* **SUPPLIED DATA**:
★ ★ ★ ★ ★

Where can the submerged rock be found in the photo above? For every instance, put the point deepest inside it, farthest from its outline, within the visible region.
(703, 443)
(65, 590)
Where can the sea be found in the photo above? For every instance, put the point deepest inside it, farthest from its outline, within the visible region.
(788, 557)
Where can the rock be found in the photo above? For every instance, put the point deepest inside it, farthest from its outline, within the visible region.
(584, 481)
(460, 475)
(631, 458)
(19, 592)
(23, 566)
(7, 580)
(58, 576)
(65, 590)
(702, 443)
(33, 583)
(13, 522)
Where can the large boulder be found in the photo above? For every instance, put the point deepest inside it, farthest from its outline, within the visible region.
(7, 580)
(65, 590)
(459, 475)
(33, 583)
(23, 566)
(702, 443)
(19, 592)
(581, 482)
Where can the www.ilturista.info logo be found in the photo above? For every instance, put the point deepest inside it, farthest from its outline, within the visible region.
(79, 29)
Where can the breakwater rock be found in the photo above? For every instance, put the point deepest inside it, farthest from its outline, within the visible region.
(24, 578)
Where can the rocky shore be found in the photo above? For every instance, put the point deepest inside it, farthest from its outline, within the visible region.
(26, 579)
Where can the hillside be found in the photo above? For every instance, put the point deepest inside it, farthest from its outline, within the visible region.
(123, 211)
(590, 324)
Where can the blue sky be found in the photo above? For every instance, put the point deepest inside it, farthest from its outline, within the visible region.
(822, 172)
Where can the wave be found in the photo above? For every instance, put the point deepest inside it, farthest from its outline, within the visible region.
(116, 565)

★ ★ ★ ★ ★

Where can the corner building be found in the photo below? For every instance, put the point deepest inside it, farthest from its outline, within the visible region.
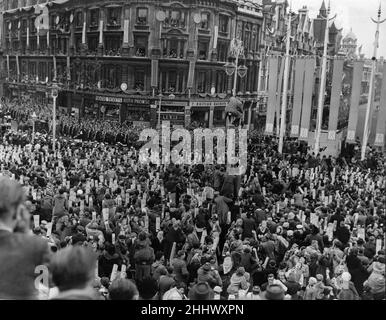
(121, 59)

★ ★ ★ ★ ★

* **WHAT THE TASK REQUIRES**: Which lines in the records contain the word "blue", with case matching exactly? Locate and copy each of them.

* **SOLUTION**:
Where can the blue sky be found in the photo above? For every instance, put the point deepest inside it, farthest from its outline, within the visible region.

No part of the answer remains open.